#### Selection:
America's college Football Bowl Subdivision (FBS) has a history
of controversy when it comes to picking a champion. And a history
of proposed solutions. I've decided to examine how well those
solutions would have worked if applied to previous seasons.
The football background
If you're a football fan, you can skip this section.
The FBS has one unusual property. Unlike every other organized
college sport in the US, and every other nationally organized
sport anywhere in the world, it has no clear cut way to pick a
champion for each season. Instead, various groups - some as small
as a single person - analyze the games played during the season
and rank the teams according to that play, with the highest ranked
team at the end of the season being crowned "champion". If the
major groups agree with each other, there's a "consensus
champion". If not, then you have a controversy.
People familiar with other sports might be amazed that there's
ever a consensus. However, FBS teams play few enough games that
winning every game in a season is possible, and it's not at all
unusual for one or more teams to be undefeated in a season. It's
also hard enough that it's not unusal if there are no undefeated
teams at the end of a season.
So the most important criteria any ranking system considers is
"number of losses and ties". (Football fans who decided to read
this section are now saying "But what about non-AQ schools". For
now, I'm going to ignore that, and I'll justify doing so in the
sequel.) The other criteria are where the controvery comes in, as
a case can be made that any two undefeated teams are equally good,
and ditto for any two one-loss teams (provided they haven't played
each other), etc.
The proposed solutions - short of an actual playoff, also to be
discussed in the sequel - involve picking some small number of
teams from the top to play each other. This system has actually
been in use since the 1992 season to pick the top two teams. It
doesn't seem to be any less controversial, and the formula for
picking the two teams has been adjusted nearly continuously to try
and deal with those controversies. A "plus-1" system gets a lot of
talk, even though it has multiple definitions, but usually
involves picking the top 4 teams.

#### Exercise task A:
Pull out every line of the entries below that contains the word "maple".

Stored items
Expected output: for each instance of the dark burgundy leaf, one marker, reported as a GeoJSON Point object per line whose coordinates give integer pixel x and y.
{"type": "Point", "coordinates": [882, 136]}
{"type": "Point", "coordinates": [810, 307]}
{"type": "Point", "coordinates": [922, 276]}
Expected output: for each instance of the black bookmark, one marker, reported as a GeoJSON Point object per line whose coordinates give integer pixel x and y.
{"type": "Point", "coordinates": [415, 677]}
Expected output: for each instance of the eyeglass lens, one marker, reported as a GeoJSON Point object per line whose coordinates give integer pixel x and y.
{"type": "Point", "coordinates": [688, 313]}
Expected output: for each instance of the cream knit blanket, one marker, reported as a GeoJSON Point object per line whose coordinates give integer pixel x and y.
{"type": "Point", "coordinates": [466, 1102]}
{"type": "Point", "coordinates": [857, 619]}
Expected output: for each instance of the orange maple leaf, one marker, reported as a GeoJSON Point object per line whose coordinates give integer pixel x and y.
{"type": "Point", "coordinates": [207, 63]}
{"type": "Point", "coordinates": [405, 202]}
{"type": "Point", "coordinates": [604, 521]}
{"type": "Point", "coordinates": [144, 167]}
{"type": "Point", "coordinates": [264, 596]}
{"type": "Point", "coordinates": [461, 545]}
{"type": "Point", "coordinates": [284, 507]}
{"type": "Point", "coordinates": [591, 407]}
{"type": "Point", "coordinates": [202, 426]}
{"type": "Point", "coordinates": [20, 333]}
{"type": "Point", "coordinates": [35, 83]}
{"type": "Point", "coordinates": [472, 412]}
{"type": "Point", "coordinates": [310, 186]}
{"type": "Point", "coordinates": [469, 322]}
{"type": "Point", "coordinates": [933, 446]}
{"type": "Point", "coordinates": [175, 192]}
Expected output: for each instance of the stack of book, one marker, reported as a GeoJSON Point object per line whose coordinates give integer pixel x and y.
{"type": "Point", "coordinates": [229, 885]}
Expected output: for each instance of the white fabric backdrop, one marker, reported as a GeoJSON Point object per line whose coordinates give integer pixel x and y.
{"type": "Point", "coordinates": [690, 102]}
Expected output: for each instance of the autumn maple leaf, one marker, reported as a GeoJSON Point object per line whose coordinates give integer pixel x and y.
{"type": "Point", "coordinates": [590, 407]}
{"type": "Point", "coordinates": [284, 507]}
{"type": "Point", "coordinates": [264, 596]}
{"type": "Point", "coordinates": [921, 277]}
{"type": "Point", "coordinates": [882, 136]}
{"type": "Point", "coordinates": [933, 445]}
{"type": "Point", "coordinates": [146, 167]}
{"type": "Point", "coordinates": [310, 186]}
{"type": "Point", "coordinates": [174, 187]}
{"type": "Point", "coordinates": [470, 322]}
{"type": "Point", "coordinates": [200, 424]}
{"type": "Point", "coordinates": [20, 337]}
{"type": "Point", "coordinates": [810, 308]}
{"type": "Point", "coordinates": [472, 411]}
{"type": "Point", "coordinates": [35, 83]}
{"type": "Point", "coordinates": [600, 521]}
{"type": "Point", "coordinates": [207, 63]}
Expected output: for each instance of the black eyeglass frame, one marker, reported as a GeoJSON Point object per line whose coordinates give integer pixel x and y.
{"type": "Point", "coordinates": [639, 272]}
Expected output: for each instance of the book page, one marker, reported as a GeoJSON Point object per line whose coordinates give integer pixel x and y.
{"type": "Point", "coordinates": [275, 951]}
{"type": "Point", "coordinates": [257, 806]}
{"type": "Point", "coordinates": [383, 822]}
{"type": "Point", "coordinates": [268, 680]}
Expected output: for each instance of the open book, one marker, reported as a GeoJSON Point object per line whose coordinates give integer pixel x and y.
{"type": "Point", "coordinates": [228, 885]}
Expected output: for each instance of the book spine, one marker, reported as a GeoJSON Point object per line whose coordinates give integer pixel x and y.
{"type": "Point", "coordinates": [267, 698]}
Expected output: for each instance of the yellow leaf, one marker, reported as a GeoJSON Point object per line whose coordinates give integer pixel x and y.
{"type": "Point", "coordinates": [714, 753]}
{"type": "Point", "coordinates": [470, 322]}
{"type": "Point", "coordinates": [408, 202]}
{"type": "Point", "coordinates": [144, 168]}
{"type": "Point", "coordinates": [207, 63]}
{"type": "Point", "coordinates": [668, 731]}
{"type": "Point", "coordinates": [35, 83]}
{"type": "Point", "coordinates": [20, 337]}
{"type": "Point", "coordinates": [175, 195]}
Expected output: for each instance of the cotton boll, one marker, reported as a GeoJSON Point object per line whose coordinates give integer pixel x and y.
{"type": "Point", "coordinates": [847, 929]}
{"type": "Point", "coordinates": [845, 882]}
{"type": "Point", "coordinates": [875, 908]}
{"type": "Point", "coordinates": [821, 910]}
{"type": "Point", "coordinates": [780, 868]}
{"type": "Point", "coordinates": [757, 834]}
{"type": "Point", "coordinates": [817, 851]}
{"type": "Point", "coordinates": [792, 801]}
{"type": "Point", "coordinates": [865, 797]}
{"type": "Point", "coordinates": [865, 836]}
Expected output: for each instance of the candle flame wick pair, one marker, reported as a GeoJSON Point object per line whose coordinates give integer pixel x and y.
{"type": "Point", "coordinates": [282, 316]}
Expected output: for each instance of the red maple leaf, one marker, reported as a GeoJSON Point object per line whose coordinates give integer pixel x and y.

#### Exercise task B:
According to the text on picking a college football champion, since which season has the system of picking the top two teams been in use?

#### Final answer A:
Expected output: for each instance of the orange maple leaf, one marker, reported as a GeoJSON Point object per line whose coordinates give integer pixel x and y.
Expected output: for each instance of the autumn maple leaf, one marker, reported as a GeoJSON Point object per line whose coordinates give integer pixel x and y.
Expected output: for each instance of the red maple leaf, one marker, reported as a GeoJSON Point object per line whose coordinates give integer pixel x and y.

#### Final answer B:
Since the 1992 season.